Because there are a large number of conditions that can cause facial pain, TN can be difficult to diagnose. Finding the cause of the pain is important as the treatments for different types of pain may differ.
Secondary Symptomatic Trigeminal Neuralgia (STN): Pain resulting from another condition such as a tumor or multiple sclerosis.
Post- Herpetic Neuralgia (PHN): pain resulting from a herpes zoster outbreak (shingles) along the trigeminal nerve.
Trigeminal Neuropathic Pain (TNP): facial pain resulting from unintentional injury to the trigeminal system from facial trauma, oral surgery, ear, nose and throat (ENT) surgery, root injury from posterior fossa or skull base surgery, stroke, etc. This pain is described as dull, burning, or boring and is usually constant because the injured nerve spontaneously sends impulses to the brain. The injured nerve is also hypersensitive to stimulation, so attacks of sharp pain can also be present. The area which is sensitive to touch and triggers these sharp attacks is the same area where the pain occurs. Numbness and tingling are also signs of a damaged nerve.

● **Material supplied**:
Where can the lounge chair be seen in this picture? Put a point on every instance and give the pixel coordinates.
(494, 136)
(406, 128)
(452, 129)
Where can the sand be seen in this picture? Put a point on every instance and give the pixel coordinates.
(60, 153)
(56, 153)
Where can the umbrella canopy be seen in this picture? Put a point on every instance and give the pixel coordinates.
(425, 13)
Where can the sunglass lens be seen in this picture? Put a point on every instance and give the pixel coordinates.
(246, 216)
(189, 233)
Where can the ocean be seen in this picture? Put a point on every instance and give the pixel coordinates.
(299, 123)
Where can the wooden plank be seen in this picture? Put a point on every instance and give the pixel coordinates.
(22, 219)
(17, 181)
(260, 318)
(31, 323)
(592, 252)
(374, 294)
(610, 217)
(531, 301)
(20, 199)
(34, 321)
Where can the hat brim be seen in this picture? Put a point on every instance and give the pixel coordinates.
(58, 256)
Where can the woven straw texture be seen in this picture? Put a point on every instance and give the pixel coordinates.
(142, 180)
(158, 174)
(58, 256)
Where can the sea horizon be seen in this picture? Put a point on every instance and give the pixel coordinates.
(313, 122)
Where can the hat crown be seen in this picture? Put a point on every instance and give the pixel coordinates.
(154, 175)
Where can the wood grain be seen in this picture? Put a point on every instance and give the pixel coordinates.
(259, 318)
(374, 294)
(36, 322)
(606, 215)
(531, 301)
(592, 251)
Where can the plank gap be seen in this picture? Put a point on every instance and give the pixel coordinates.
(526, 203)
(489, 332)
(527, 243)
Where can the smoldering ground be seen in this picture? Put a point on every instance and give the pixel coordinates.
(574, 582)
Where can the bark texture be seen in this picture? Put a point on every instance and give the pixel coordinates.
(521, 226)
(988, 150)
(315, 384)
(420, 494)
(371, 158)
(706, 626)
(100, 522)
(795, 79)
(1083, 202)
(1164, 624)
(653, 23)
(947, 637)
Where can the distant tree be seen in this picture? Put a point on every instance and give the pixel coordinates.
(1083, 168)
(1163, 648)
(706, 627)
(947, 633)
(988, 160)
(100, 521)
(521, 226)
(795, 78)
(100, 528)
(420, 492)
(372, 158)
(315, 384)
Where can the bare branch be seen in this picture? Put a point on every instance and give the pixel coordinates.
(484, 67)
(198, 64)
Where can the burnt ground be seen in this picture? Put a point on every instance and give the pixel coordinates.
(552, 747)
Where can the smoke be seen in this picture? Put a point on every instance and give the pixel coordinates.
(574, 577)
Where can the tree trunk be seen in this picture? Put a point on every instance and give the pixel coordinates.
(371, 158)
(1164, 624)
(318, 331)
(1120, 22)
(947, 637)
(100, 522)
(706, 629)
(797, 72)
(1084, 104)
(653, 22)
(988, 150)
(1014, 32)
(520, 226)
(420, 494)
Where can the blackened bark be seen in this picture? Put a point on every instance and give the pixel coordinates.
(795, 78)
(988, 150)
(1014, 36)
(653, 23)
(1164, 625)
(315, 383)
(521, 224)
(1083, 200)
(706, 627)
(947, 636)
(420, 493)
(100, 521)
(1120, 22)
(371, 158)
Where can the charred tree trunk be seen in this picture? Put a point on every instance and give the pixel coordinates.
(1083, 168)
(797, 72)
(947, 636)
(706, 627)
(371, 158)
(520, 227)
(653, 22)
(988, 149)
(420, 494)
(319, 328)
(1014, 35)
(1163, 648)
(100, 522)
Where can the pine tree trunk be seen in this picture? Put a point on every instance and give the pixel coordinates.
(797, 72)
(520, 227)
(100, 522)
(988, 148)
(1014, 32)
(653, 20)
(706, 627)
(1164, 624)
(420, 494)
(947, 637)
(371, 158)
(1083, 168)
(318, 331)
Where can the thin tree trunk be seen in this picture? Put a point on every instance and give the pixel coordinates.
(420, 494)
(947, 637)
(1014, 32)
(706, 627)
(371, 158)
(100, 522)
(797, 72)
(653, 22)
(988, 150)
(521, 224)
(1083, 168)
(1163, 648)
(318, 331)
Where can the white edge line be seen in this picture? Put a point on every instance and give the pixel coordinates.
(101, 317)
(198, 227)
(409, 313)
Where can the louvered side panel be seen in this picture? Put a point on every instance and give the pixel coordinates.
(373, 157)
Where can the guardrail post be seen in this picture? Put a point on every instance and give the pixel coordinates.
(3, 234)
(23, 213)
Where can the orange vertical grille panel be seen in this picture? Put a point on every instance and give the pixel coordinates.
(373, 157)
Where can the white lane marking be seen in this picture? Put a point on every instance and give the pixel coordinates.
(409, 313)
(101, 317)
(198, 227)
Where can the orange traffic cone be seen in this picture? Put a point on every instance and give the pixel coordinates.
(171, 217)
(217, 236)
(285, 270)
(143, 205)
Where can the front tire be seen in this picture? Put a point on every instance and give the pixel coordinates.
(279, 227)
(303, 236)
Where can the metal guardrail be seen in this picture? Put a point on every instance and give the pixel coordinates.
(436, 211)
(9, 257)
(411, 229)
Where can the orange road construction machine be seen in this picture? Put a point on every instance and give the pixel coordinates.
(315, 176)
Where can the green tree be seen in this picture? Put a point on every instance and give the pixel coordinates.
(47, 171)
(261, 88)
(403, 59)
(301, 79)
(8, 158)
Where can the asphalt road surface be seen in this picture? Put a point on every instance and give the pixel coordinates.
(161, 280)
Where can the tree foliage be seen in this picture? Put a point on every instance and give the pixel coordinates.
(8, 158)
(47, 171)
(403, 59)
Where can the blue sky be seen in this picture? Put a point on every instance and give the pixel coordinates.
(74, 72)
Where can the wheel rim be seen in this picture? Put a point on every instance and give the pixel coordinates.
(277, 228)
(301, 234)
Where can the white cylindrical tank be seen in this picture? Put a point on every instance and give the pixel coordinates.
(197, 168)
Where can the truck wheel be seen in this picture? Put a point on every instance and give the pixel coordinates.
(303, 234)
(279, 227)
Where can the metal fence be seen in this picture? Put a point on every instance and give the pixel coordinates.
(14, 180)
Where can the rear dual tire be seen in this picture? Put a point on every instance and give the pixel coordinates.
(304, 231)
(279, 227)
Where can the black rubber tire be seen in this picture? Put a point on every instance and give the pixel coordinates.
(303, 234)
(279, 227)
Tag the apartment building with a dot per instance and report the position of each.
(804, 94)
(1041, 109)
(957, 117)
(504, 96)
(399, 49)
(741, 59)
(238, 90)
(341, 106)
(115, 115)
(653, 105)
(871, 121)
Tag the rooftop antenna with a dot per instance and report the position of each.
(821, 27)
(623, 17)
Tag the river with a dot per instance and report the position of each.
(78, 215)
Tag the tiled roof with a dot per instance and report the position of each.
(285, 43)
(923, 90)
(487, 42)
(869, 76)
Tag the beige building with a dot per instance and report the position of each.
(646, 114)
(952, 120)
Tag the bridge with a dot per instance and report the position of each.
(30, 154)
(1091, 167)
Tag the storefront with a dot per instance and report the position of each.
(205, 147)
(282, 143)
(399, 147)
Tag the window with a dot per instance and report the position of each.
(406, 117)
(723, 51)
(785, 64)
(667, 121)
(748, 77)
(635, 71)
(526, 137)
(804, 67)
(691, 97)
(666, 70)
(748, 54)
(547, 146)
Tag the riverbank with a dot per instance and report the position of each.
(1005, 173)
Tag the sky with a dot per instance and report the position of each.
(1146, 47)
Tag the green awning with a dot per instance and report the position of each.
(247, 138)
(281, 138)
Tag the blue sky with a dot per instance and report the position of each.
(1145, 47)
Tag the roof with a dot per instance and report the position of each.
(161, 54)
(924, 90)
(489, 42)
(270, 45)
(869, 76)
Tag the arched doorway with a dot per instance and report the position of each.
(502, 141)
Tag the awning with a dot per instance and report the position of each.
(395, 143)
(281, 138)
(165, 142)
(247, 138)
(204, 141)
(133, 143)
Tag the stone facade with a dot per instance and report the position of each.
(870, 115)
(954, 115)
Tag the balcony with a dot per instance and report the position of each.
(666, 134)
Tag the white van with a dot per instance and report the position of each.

● **Required work**:
a) Answer these questions about the facial pain text, one per line:
(i) What causes Post-Herpetic Neuralgia?
(ii) Why does the text say finding the cause of the pain is important?
(iii) Why is Trigeminal Neuropathic Pain usually constant?
b) Please carry on with the facial pain text from the point where it stops.

● **Outputs for the tasks**:
a)
(i) A herpes zoster outbreak (shingles) along the trigeminal nerve.
(ii) The treatments for different types of pain may differ.
(iii) The injured nerve spontaneously sends impulses to the brain.

b)
Trigeminal Deafferentation Pain (TDP): facial pain in a region of trigeminal numbness resulting from intentional injury to the trigeminal system from neurectomy, gangliolsys, rhizotomy, nucleotomy, tractotomy, or other denervating procedures. Despite the loss of sensation, constant pain is felt in the numb area(s), which varies in intensity and can include sensations of burning, crawling, tingling, boring, stinging, and/or unpleasant aching.
Symptoms of Trigeminal Neuropathic Pain that is not TN:
- Occurs soon after unintentional injury to the trigeminal system
- The pain is better described as constant, dull, burning or boring pain with intermittent sharp pain.
- A destructive procedure used for classic TN could make neuropathic pain much worse.